## Task to carry out:
Extend the piece on Margaret Thatcher's progressive measures, picking up after its final sentence.
[[ Document passage, beginning ]]
She also brought in a few progressive measures, though. Here are five:
The abolition of corporal punishment. Under Margaret Thatcher’s government corporal punishment was abolished in 1986. Mrs Thatcher did not vote herself (she was entertaining Nancy Reagan at the time), and several pro-caning Tory MPs missed the commons vote – which was won by 231 votes to 230 – because they were stuck in traffic caused by preparations for the wedding of Prince Andrew and Sarah Ferguson, which took place the following day.
Took action on HIV/AIDs. It was the government of Margaret Thatcher which started the fightback against the spread of HIV/AIDS, launching a number of campaigns to draw attention to the spread of the disease and promote safe sex as the 1980s epidemic gained ground. Mrs Thatcher had serious misgivings about mounting a campaign at all – she wanted the traditional family to be reclaimed as the backbone of British life, therefore any “deviant” behaviour was to be condemned – but her government broke the ice in talking about sex – safe sex.
[[ Document passage, end ]]
[[ Stored data, beginning ]]
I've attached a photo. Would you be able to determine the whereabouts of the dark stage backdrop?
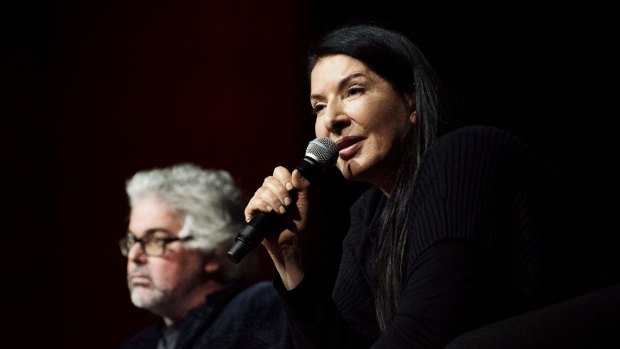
[0,0,620,348]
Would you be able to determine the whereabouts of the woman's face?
[310,54,415,193]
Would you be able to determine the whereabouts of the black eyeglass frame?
[118,229,194,257]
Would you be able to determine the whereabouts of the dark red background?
[0,0,620,348]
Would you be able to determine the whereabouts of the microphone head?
[306,137,338,170]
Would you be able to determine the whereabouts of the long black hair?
[308,24,443,330]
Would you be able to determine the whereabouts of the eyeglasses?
[118,230,193,257]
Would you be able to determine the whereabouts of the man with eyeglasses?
[120,164,292,349]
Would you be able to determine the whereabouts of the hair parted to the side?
[308,24,445,330]
[126,163,255,280]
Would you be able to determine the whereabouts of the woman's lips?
[336,137,364,160]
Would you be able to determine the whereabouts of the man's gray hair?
[126,163,253,279]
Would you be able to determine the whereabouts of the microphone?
[227,138,338,263]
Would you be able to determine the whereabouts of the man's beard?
[127,268,203,316]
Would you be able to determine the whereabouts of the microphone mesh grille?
[306,137,338,168]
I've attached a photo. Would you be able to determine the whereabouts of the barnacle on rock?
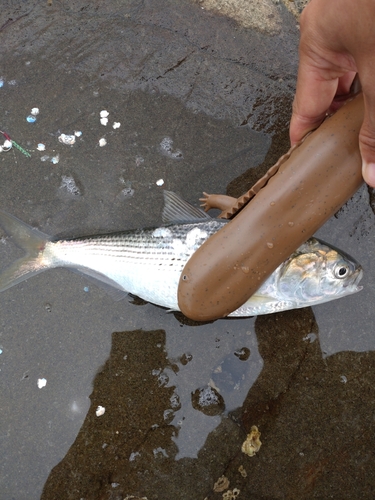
[223,488,240,500]
[238,465,247,477]
[214,476,229,493]
[241,425,262,457]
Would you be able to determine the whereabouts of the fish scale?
[0,191,362,317]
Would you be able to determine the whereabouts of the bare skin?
[290,0,375,187]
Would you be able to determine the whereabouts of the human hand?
[289,0,375,187]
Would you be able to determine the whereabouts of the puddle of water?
[0,0,375,500]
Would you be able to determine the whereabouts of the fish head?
[278,238,363,307]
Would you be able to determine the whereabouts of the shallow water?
[0,0,375,500]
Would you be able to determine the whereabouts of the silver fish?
[0,191,363,317]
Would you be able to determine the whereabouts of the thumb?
[359,94,375,188]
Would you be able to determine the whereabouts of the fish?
[0,190,363,317]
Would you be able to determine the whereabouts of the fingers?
[289,69,338,146]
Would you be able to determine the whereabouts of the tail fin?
[0,211,51,292]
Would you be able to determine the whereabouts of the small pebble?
[37,378,47,389]
[95,405,105,417]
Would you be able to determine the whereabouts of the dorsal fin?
[162,190,211,224]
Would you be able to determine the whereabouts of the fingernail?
[362,163,375,187]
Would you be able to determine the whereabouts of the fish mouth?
[350,266,363,292]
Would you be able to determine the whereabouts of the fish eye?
[334,264,350,279]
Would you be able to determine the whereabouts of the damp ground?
[0,0,375,500]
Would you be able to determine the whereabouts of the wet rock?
[191,386,225,417]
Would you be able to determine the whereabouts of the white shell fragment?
[0,139,12,153]
[37,378,47,389]
[59,134,76,146]
[95,405,105,417]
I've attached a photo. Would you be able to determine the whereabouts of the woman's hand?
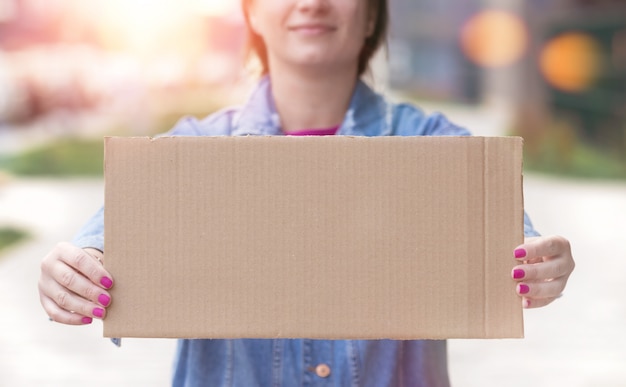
[39,243,113,325]
[511,236,575,308]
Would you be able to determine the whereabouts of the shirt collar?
[232,75,392,136]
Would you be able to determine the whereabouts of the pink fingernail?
[515,249,526,258]
[519,284,530,294]
[98,294,111,306]
[100,277,113,289]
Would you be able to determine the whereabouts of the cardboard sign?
[104,136,523,339]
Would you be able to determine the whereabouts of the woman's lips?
[289,24,335,36]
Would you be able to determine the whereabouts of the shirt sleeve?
[72,207,104,251]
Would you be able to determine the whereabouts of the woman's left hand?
[511,236,575,308]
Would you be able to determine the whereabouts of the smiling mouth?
[289,24,335,36]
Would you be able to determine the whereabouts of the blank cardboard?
[104,136,523,339]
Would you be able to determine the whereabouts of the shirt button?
[315,364,330,378]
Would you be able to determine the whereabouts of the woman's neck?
[271,61,357,132]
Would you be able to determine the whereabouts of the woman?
[39,0,574,387]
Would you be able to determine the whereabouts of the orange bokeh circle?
[461,10,528,68]
[539,32,601,92]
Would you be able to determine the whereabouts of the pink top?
[285,126,339,136]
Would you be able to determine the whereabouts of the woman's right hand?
[39,243,113,325]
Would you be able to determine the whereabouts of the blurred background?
[0,0,626,386]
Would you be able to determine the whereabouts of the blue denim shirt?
[73,77,538,387]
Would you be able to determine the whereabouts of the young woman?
[39,0,574,387]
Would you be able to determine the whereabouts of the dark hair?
[241,0,389,76]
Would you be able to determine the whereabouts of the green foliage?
[524,123,626,179]
[0,227,28,252]
[0,139,104,177]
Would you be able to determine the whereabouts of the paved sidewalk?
[0,176,626,387]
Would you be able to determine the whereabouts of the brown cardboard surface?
[104,136,523,339]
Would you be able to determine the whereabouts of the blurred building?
[389,0,626,155]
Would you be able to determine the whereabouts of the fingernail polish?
[515,249,526,258]
[100,277,113,289]
[519,284,530,294]
[98,294,111,306]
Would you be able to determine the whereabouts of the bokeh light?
[611,28,626,71]
[539,32,602,93]
[461,10,529,68]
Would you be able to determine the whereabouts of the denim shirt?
[73,77,538,387]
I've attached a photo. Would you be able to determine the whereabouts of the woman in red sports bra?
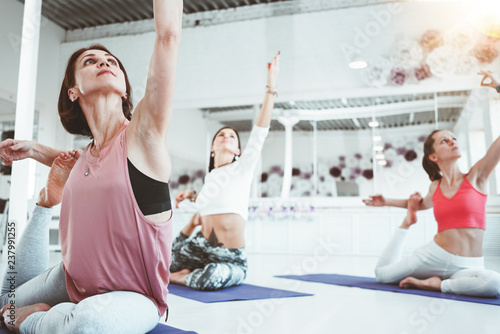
[[ Stored data, end ]]
## Response box:
Took climate change seriously. For some Margaret Thatcher was a climate change pioneer. Mentioning climate change at the Royal Society in 1988, she told scientists that climate change warranted government action to diminish pollution and promote sustainable development. She also threw her weight behind global efforts to phase out CFCs.
Promoted European intergration. Despite the Conservative Party’s strained relationship with Europe, Margaret Thatcher signed Britain up to the Single European Act, which created the European single market, signaling greater European integration by making it easier to pass laws, strengthening the EU Parliament and laying the basis for a European foreign policy.
Liberated the Falklands from a fascist junta. Despite her uncomfortably close relationship with Chilean dictator Augusto Pinochet and the fact that she denounced Nelson Madela’s African National Congress as terrorists, Margaret Thatcher sent British forces halfway around the world to defend the self-determination of the islanders against an aggressive government of the far right.